(SUPPLIED MATERIAL Opens)
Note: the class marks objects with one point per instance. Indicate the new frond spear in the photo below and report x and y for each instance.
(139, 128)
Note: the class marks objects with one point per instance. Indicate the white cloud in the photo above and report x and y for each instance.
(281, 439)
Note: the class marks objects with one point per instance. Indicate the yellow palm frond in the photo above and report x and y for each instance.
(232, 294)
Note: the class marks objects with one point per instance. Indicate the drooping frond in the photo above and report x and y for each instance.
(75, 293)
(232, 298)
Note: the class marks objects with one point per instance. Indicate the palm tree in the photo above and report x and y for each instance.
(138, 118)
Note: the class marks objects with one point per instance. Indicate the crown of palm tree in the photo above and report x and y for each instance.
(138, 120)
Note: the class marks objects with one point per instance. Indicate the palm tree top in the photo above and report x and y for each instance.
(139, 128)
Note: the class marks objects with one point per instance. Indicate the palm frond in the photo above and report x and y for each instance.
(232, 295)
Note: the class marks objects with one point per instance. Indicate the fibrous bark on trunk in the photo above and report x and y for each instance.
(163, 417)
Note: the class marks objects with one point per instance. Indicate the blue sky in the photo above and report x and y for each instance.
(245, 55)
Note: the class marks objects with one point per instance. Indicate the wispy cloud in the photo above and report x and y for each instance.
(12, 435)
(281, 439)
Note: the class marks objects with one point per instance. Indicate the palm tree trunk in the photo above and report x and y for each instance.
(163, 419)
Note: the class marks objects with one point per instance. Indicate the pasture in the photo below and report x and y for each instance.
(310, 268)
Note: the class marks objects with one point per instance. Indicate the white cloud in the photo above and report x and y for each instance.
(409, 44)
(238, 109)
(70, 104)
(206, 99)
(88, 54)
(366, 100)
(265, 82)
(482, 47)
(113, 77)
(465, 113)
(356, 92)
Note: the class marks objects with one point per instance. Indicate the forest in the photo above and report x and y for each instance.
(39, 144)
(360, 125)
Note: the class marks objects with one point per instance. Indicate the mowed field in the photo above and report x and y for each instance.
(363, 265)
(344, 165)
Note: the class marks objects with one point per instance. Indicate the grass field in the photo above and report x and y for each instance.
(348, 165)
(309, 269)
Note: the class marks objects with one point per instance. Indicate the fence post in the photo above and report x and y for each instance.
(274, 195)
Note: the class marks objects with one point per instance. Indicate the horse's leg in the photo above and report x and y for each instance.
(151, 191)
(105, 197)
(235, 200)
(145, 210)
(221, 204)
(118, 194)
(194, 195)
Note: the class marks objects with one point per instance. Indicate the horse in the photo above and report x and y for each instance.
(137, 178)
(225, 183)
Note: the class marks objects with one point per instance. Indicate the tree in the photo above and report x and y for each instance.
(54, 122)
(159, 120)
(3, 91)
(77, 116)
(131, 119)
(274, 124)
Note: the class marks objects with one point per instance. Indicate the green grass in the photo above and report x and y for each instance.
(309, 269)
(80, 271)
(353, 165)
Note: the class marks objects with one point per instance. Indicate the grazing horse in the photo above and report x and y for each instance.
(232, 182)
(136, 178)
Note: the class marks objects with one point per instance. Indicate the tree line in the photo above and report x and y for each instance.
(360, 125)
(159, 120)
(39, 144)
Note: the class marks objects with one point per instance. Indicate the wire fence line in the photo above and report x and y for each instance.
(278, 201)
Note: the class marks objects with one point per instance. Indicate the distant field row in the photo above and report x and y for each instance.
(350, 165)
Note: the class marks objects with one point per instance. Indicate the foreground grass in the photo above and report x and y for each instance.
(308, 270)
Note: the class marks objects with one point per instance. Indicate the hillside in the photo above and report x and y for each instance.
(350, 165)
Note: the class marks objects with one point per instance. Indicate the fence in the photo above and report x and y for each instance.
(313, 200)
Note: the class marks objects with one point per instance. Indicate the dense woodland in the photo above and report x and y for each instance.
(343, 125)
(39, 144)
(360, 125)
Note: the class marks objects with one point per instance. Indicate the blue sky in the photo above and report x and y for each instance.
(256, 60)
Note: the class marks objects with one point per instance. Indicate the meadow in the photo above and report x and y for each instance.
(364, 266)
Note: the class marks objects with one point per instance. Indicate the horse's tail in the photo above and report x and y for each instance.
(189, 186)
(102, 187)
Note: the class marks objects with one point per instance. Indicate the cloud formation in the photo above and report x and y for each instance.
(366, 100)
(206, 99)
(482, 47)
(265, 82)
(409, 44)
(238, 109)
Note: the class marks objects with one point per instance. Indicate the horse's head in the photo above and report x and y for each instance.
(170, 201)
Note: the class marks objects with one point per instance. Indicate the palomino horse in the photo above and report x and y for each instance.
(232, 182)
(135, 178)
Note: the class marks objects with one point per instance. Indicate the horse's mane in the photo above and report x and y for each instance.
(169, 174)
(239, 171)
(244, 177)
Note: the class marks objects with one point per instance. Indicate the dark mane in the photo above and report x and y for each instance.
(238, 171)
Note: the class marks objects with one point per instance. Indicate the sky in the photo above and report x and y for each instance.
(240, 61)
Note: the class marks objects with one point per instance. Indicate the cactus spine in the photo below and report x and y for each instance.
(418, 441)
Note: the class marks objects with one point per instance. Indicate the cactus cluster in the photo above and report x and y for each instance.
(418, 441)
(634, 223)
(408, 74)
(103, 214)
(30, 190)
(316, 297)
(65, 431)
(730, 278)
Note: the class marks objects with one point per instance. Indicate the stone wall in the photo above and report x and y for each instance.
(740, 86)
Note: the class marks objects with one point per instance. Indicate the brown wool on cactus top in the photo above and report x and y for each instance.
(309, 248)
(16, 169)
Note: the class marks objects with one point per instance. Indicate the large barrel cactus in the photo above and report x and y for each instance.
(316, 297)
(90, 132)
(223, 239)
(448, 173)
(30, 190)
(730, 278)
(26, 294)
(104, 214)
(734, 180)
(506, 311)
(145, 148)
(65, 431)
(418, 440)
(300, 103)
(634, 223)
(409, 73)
(SUPPLIED MATERIAL Closes)
TASK REQUIREMENTS: Each line above is to be restated exactly as it stands.

ANSWER SPACE:
Note: the class marks objects with one point per instance. Indicate the new frond spear in the photo below and report x and y for each instance.
(139, 128)
Note: the class marks objects with one point per instance. Indicate the white cloud in the photo above and report x and y for each instance.
(281, 439)
Note: the class marks objects with one point per instance. Indicate the yellow palm frond in the photo above and report x and y for each instance.
(232, 294)
Note: the class marks objects with one point per instance. Indicate the drooping frond in the photo above and report x and y for each instance.
(75, 293)
(232, 298)
Note: the class marks objects with one point per instance. Indicate the palm tree in the photo above and report x and y for each instance.
(138, 118)
Note: the class marks objects with one point per instance. Indicate the crown of palm tree in the photo above and report x and y for each instance.
(138, 120)
Note: the class marks objects with one point per instance. Indicate the palm tree top in the photo above and report x and y for each instance.
(139, 128)
Note: the class marks objects with one point per instance. Indicate the palm frond in the photo above and report x and y for each instance.
(232, 295)
Note: the class marks objects with one point per instance. Indicate the fibrous bark on trunk in the photo above and report x and y for each instance.
(163, 417)
Note: the class marks objects with one point per instance. Indicate the blue sky in the photo above and report x and y for each instance.
(245, 55)
Note: the class marks objects with one point per instance. Indicate the wispy cloud in the photo above and report x and y for each instance.
(12, 435)
(281, 439)
Note: the class marks objects with one point per instance. Indicate the palm tree trunk in the photo above and report x and y for each instance.
(163, 419)
Note: the class marks objects with one point per instance. Indicate the pasture in the photo below and report x and y for each instance.
(310, 268)
Note: the class marks objects with one point per instance. Indicate the white cloud in the photo above and report x and y for each instance.
(409, 44)
(238, 109)
(70, 104)
(206, 99)
(88, 54)
(366, 100)
(265, 82)
(482, 47)
(113, 77)
(465, 113)
(356, 92)
Note: the class marks objects with one point per instance. Indicate the forest in the photo above and report x and y for each instance.
(39, 144)
(360, 125)
Note: the class marks objects with one point per instance. Indicate the mowed field in the photo above and report x and y for each instance.
(363, 265)
(344, 165)
Note: the class marks objects with one point per instance. Indicate the grass field in the photo above and report x and y for each instance.
(348, 165)
(309, 269)
Note: the class marks objects with one point per instance. Indicate the fence post in the photo above and report x and y for each instance.
(274, 195)
Note: the class marks objects with one point per instance. Indicate the horse's leg in the photo above and report x and y for each instance.
(151, 191)
(105, 197)
(235, 200)
(145, 210)
(221, 204)
(118, 194)
(194, 195)
Note: the class marks objects with one point per instance. Indicate the horse in the photo above and report x and y for each instance.
(137, 178)
(225, 183)
Note: the class marks objects with one point per instance. Indicate the tree in the photo above and report x and y for each instance.
(54, 122)
(159, 120)
(3, 91)
(77, 116)
(131, 119)
(274, 124)
Note: the class marks objects with one point per instance. Indicate the green grass in the photo above and report x and y for each instance.
(309, 269)
(80, 271)
(353, 165)
Note: the class marks objects with one point per instance. Indicate the grazing horse in the photo above and report x and y for each instance.
(232, 182)
(136, 178)
Note: the class marks objects with one point per instance. Indicate the tree line in the photo above and report x and y for each instance.
(360, 125)
(159, 120)
(39, 144)
Note: the class marks objects with one point per instance. Indicate the wire fence line in the photo above and report x and y for each instance.
(278, 201)
Note: the class marks objects with one point per instance. Indicate the distant field row in the photo above and report x and y for each instance.
(350, 165)
Note: the class marks objects with one point per instance. Indicate the foreground grass in the photo above and report x and y for each instance.
(308, 270)
Note: the class marks objects with one point per instance. Indicate the hillside in the photo above and report x and y for each instance.
(350, 165)
Note: the class marks objects with one point per instance. Indicate the fence in the photo above and report x and y for each instance.
(313, 200)
Note: the class marks objects with one point per instance. Indicate the dense woodland in the photo above and report x and y for each instance.
(343, 125)
(39, 144)
(360, 125)
Note: the class marks objects with one point per instance. Indicate the blue sky in the photo above and report x and y for each instance.
(256, 60)
Note: the class marks objects with one point per instance. Indicate the meadow in the photo above and report x and y for each instance.
(364, 266)
Note: the class marks objects with one point per instance. Indicate the horse's tail in the photo above and report x and y for each instance.
(189, 186)
(102, 187)
Note: the class marks objects with one point per instance. Indicate the cloud formation in the photo above and report x and y for each instance.
(366, 100)
(206, 99)
(482, 47)
(265, 82)
(409, 44)
(238, 109)
Note: the class marks objects with one point per instance. Indicate the horse's head in the photo above and report x and y for each instance.
(170, 201)
Note: the class marks objects with one point per instance. Indicate the palomino horse in the photo above and report x and y for each instance.
(232, 182)
(135, 178)
Note: the class marks objects with one point per instance. Indicate the horse's mane in the photo above and report x and y for each instance.
(169, 174)
(239, 171)
(244, 177)
Note: the class marks objects with one point per instance. Indicate the dark mane in the photo above and report x and y for each instance.
(238, 171)
Note: the class marks objects with one point per instance. Indicate the sky in the photo above and report x and y for each instance.
(240, 61)
Note: the class marks objects with one point per instance. Indicate the cactus spine in the photo below and report x and y for each instance.
(418, 441)
Note: the class marks objects with one point per instance. Indicate the cactus cluster in the photo above and report x and y for each instance.
(418, 441)
(634, 223)
(408, 74)
(103, 214)
(30, 190)
(316, 297)
(65, 431)
(730, 278)
Note: the class marks objects with one point per instance. Indicate the stone wall in the photo above and report x and y for each instance.
(740, 86)
Note: the class marks objects with one point per instance. Indicate the brown wool on cactus top in the photo above and report x and y for each instance.
(309, 248)
(16, 169)
Note: the class marks objects with one point per instance. Indicate the large barrel cactus in the photo above and report x and y for each instance.
(316, 297)
(90, 132)
(223, 239)
(448, 173)
(30, 190)
(730, 278)
(26, 294)
(104, 214)
(734, 180)
(506, 311)
(145, 148)
(65, 431)
(418, 440)
(300, 103)
(634, 223)
(409, 73)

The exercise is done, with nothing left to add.